[Records excerpted from a collection]
☆ ☆ ☆ ☆ ☆

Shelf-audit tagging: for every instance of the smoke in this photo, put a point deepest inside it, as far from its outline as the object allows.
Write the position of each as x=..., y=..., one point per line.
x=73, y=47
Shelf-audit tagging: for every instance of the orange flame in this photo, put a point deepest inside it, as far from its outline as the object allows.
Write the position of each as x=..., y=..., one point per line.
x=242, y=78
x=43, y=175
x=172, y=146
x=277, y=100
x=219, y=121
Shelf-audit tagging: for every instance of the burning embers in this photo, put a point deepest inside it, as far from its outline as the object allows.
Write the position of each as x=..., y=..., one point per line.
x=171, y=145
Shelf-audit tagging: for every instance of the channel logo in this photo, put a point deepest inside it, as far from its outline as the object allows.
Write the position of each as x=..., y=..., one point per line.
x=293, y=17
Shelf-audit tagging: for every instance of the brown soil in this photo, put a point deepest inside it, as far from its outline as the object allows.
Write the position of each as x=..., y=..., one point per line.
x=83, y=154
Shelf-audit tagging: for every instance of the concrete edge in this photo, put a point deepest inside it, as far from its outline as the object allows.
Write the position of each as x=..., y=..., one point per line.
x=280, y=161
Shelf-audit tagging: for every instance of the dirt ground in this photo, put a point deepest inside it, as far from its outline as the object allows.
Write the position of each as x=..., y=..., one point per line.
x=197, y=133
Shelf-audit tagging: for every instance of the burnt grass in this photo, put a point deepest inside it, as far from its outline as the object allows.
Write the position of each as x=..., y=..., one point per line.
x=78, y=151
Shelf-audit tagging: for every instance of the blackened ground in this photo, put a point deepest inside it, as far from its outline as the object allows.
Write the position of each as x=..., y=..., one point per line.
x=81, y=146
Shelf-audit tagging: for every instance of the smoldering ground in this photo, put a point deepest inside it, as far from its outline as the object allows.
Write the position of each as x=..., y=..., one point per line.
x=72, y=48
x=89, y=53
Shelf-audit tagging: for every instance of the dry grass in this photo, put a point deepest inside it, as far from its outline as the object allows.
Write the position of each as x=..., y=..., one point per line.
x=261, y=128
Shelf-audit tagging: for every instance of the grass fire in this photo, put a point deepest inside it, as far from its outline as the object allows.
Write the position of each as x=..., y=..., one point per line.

☆ ☆ ☆ ☆ ☆

▸ Work item
The entries above must be returned in full, exactly as shown.

▸ Solution for this exercise
Shelf-audit tagging: for every instance of the smoke in this photo, put a point deepest inside it, as far from its outline as the object allows.
Write the position of each as x=..., y=..., one point per line.
x=73, y=47
Shelf-audit tagging: for every instance of the orange flame in this photo, put a point deepest inside it, as far from its outline as the object allows.
Write the position of each as x=..., y=..., one point per line.
x=242, y=78
x=43, y=175
x=172, y=146
x=277, y=100
x=219, y=121
Shelf-audit tagging: for every instance of the burning embers in this photo, put a point deepest inside it, as far from its outline as the object allows.
Write the position of each as x=..., y=..., one point per line.
x=171, y=145
Shelf-audit tagging: for every instance of the channel logo in this photo, put a point deepest inside it, as far from its outline as the object allows.
Write the position of each as x=..., y=..., one point per line.
x=293, y=17
Shelf-audit tagging: for every instance of the brown soil in this photo, put a point deepest inside it, as far from its outline as the object allows.
Write the position of each as x=..., y=..., one point per line.
x=83, y=154
Shelf-audit tagging: for every instance of the concrete edge in this photo, put a point deepest inside it, as far from its outline as the object allows.
Write the position of each as x=..., y=..., one point per line.
x=280, y=161
Shelf-audit tagging: for every instance of the dirt ground in this photo, put a point deepest inside it, as far from its outline as the object allows.
Write the position of each as x=..., y=..., one point per line.
x=197, y=133
Shelf-audit tagging: for every instance of the burnt grass in this photo, put a point deepest inside it, as far from its outline as the object allows.
Write the position of each as x=..., y=..., one point per line.
x=78, y=151
Shelf-audit tagging: for every instance of the blackened ground in this photo, put a point deepest inside it, as far from its outline as the object allows.
Write the position of each as x=..., y=..., one point per line.
x=81, y=146
Shelf-audit tagging: for every instance of the smoldering ground in this photo, put a point deepest inside it, as far from its outline as the object allows.
Write the position of each as x=..., y=..., one point per line.
x=72, y=48
x=89, y=53
Shelf-audit tagging: for every instance of the dry grass in this photo, put a point deepest inside it, as far from its outline as the object allows.
Write the position of each as x=..., y=..., one point per line.
x=261, y=128
Shelf-audit tagging: for every instance of the grass fire in this photo, put a point deepest inside it, as far from its outline as the object allows.
Write the position of each as x=..., y=..., one point per line.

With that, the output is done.